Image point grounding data

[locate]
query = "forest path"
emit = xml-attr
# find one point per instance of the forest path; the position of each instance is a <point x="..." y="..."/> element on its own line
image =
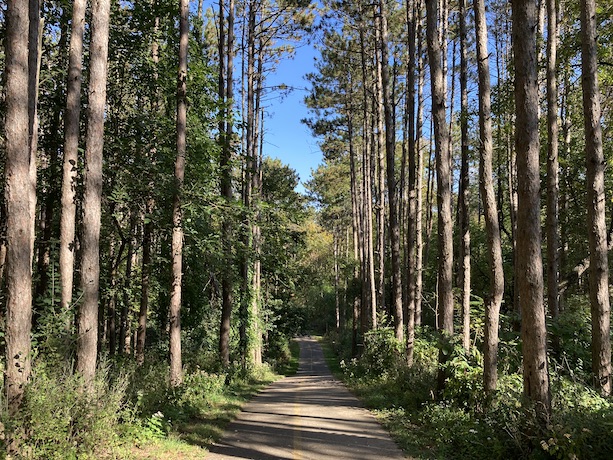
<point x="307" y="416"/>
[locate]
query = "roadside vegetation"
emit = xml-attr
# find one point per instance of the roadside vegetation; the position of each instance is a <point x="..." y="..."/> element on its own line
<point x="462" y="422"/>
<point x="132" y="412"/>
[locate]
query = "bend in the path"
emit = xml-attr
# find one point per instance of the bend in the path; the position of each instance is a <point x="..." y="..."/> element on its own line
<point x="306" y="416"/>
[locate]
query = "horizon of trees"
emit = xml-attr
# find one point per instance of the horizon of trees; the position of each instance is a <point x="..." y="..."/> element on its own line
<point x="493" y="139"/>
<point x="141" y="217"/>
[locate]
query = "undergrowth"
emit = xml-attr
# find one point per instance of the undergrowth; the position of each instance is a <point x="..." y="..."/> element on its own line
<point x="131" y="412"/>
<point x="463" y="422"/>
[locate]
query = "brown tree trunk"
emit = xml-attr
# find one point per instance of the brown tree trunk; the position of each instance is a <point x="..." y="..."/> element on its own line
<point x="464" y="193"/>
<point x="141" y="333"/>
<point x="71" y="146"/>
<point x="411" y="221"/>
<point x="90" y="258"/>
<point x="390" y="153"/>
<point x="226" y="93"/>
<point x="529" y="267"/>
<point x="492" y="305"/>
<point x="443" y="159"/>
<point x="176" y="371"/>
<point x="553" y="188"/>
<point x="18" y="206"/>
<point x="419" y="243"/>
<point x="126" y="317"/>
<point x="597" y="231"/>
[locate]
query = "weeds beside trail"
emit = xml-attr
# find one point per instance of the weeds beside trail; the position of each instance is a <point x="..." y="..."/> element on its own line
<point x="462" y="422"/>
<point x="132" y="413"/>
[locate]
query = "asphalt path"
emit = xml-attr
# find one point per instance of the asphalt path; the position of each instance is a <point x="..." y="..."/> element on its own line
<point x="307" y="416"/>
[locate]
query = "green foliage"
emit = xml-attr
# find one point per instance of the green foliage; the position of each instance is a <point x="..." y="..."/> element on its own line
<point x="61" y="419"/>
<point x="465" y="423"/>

— TASK INSTRUCTIONS —
Please make your reply exactly the lines from the one containing "# find one point per instance of the weeds" through the end of the entries above, and nothing more.

— ANSWER BOX —
# find one point per instance of the weeds beside trail; the position of each instance is a <point x="..." y="..."/> element on its own line
<point x="462" y="422"/>
<point x="132" y="413"/>
[locate]
query = "asphalt path"
emit = xml-attr
# find one point per instance of the asphalt path; the position of each instance is a <point x="..." y="..."/> element on its own line
<point x="307" y="416"/>
[locate]
query = "green foliage"
emit = xml-attr
# find one point per instance of the green foliage; the position of each instance is a <point x="..." y="..."/> element on its own line
<point x="61" y="419"/>
<point x="465" y="423"/>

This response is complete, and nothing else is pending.